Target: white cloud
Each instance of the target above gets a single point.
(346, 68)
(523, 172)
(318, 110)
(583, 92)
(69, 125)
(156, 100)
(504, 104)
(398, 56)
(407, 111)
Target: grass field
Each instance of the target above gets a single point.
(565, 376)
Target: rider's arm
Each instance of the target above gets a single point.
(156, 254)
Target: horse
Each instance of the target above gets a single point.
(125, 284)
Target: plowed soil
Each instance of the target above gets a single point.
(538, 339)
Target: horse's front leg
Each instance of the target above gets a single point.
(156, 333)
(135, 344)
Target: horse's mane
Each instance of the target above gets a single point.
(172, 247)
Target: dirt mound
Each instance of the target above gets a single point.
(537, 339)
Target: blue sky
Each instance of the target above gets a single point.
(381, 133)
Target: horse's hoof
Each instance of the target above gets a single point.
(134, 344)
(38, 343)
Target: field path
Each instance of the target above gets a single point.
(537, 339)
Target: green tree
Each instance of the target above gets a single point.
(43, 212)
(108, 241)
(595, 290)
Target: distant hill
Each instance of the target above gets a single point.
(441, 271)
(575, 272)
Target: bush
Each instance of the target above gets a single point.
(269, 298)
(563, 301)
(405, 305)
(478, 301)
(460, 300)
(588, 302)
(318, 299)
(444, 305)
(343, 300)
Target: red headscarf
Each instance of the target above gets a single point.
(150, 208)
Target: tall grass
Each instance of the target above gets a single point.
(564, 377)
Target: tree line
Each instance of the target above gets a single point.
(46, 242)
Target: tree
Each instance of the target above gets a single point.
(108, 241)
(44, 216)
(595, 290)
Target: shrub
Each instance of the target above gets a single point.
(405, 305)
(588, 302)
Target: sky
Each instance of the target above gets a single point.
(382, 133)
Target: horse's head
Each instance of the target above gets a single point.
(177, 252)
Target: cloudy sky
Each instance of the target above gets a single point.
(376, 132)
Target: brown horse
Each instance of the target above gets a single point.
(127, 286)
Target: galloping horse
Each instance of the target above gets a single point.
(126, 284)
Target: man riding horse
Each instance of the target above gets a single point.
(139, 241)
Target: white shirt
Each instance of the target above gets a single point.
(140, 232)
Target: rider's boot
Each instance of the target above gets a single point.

REQUIREMENT
An exact repeat of the lines from the one containing "Target: sky" through the final line above, both included, is the whole answer.

WRITTEN SOLUTION
Target: sky
Each instance of the target above gets a single point.
(382, 133)
Target: horse's head
Each instance of the target above gets a single point.
(177, 252)
Target: cloudy sky
Each instance of the target above gets a single point.
(376, 132)
Target: brown horse
Each instance of the target above gets a single point.
(127, 286)
Target: galloping horse
Each instance of the target above gets a single point.
(126, 284)
Target: man riding horse
Each instance of the target above gets a single point.
(139, 241)
Target: white shirt
Each instance of the target above gets a single point.
(140, 232)
Target: rider's boot
Each instance of the target above gets a single point.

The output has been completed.